Task description: Output exactly the lines from the line with "Where can the tank" through the end of the records below. Include nothing else.

───── Stored data ─────

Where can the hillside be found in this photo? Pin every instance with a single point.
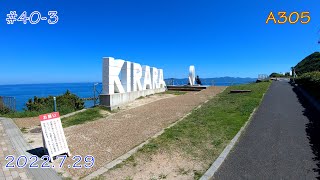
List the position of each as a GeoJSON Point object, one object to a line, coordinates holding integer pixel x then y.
{"type": "Point", "coordinates": [309, 64]}
{"type": "Point", "coordinates": [218, 81]}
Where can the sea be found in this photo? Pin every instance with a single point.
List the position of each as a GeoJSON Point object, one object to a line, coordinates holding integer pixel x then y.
{"type": "Point", "coordinates": [23, 92]}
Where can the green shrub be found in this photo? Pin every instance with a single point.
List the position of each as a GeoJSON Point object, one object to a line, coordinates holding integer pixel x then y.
{"type": "Point", "coordinates": [66, 103]}
{"type": "Point", "coordinates": [277, 75]}
{"type": "Point", "coordinates": [310, 80]}
{"type": "Point", "coordinates": [309, 64]}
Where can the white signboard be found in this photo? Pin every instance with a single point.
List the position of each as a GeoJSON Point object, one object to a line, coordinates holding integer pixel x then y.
{"type": "Point", "coordinates": [192, 75]}
{"type": "Point", "coordinates": [53, 134]}
{"type": "Point", "coordinates": [120, 76]}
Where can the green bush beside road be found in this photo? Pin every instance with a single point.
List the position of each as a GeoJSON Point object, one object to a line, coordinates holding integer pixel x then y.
{"type": "Point", "coordinates": [311, 82]}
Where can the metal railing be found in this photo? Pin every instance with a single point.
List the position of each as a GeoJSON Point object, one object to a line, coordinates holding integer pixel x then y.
{"type": "Point", "coordinates": [7, 103]}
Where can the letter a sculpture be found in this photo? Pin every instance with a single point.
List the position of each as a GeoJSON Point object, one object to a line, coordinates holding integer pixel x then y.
{"type": "Point", "coordinates": [192, 75]}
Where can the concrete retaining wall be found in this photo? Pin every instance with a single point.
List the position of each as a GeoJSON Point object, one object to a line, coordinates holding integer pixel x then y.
{"type": "Point", "coordinates": [114, 101]}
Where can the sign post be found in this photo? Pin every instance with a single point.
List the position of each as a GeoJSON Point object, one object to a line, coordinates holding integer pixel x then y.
{"type": "Point", "coordinates": [53, 135]}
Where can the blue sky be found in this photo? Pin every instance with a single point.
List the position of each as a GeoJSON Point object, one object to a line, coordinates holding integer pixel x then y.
{"type": "Point", "coordinates": [221, 38]}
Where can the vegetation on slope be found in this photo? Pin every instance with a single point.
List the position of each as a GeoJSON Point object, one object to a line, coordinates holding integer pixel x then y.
{"type": "Point", "coordinates": [309, 64]}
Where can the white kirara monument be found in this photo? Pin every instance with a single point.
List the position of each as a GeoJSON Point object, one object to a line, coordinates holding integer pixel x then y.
{"type": "Point", "coordinates": [124, 81]}
{"type": "Point", "coordinates": [192, 75]}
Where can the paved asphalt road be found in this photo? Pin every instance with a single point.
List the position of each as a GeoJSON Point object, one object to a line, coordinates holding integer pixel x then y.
{"type": "Point", "coordinates": [281, 142]}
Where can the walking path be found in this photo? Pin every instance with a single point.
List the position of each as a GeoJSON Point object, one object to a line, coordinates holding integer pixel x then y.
{"type": "Point", "coordinates": [13, 143]}
{"type": "Point", "coordinates": [281, 142]}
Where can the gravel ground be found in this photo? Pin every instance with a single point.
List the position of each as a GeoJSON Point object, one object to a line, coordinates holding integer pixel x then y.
{"type": "Point", "coordinates": [111, 137]}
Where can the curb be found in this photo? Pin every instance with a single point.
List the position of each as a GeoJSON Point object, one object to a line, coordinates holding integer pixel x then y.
{"type": "Point", "coordinates": [208, 175]}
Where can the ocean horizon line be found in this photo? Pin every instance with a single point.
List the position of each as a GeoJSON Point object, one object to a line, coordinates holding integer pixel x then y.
{"type": "Point", "coordinates": [93, 82]}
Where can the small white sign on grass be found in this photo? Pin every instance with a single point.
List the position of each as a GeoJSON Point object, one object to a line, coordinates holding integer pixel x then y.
{"type": "Point", "coordinates": [53, 135]}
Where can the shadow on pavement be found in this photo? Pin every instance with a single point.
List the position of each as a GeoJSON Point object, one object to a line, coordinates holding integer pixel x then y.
{"type": "Point", "coordinates": [312, 128]}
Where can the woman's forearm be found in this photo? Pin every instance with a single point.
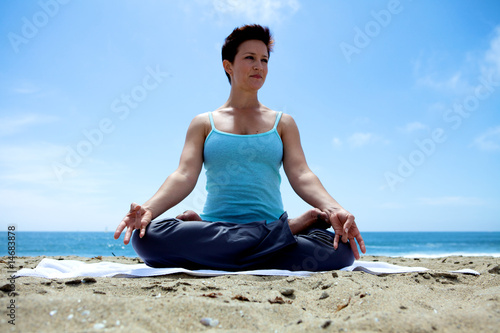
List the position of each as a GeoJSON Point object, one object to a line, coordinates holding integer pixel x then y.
{"type": "Point", "coordinates": [175, 189]}
{"type": "Point", "coordinates": [309, 188]}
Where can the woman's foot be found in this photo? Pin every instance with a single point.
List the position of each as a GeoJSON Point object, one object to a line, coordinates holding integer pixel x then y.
{"type": "Point", "coordinates": [307, 219]}
{"type": "Point", "coordinates": [189, 215]}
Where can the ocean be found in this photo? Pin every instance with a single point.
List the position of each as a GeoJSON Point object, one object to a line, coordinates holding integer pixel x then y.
{"type": "Point", "coordinates": [393, 244]}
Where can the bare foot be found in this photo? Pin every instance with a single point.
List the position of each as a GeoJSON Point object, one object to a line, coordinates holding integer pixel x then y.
{"type": "Point", "coordinates": [189, 215]}
{"type": "Point", "coordinates": [306, 220]}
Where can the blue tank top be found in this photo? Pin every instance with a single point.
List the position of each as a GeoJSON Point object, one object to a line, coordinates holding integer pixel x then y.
{"type": "Point", "coordinates": [243, 179]}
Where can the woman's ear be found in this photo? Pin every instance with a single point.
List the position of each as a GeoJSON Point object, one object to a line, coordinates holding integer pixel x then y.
{"type": "Point", "coordinates": [228, 66]}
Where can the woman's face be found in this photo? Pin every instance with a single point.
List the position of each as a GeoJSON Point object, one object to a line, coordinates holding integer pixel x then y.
{"type": "Point", "coordinates": [249, 68]}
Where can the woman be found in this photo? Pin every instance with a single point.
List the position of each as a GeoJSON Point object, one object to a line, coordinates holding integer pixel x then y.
{"type": "Point", "coordinates": [243, 226]}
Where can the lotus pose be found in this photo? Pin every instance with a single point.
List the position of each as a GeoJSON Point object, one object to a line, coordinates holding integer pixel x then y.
{"type": "Point", "coordinates": [242, 146]}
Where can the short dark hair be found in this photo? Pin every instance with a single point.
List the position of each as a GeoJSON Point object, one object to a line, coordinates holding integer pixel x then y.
{"type": "Point", "coordinates": [242, 34]}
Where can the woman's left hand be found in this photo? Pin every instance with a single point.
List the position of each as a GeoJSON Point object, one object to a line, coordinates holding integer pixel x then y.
{"type": "Point", "coordinates": [344, 226]}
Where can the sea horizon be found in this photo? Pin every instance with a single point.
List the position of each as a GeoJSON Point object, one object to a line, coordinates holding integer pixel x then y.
{"type": "Point", "coordinates": [410, 244]}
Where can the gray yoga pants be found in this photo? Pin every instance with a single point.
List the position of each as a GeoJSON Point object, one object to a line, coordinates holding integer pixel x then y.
{"type": "Point", "coordinates": [233, 246]}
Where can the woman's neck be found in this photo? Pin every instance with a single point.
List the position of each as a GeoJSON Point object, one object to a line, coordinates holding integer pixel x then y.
{"type": "Point", "coordinates": [242, 100]}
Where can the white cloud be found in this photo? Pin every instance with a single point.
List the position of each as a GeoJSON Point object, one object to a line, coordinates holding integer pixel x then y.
{"type": "Point", "coordinates": [450, 201]}
{"type": "Point", "coordinates": [14, 124]}
{"type": "Point", "coordinates": [32, 196]}
{"type": "Point", "coordinates": [259, 11]}
{"type": "Point", "coordinates": [453, 83]}
{"type": "Point", "coordinates": [360, 139]}
{"type": "Point", "coordinates": [488, 141]}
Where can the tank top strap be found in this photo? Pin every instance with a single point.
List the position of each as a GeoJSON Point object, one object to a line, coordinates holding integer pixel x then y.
{"type": "Point", "coordinates": [211, 120]}
{"type": "Point", "coordinates": [278, 117]}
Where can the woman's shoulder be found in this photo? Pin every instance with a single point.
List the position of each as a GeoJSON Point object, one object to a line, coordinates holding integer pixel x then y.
{"type": "Point", "coordinates": [201, 122]}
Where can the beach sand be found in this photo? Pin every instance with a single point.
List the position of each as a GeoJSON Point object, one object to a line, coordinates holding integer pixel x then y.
{"type": "Point", "coordinates": [337, 301]}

─────

Result below:
Where can the tank top strap be found in this photo? Pin every instance with a single point.
List the position of each as a GeoJSON Point object, one object to a line, coordinates holding integer pixel x then y.
{"type": "Point", "coordinates": [211, 120]}
{"type": "Point", "coordinates": [278, 117]}
Where can the woman's shoulder be found in this photo? Pin every instance with a single point.
List the position of each as a GeoJSON Point object, one object to a line, coordinates holding integer pixel x then y.
{"type": "Point", "coordinates": [201, 122]}
Where can the beach sand be found in this photo? Pin every instance with a single point.
List the position of each as a GeoJSON Point object, one object to a line, coordinates holding integer pixel x then y.
{"type": "Point", "coordinates": [337, 301]}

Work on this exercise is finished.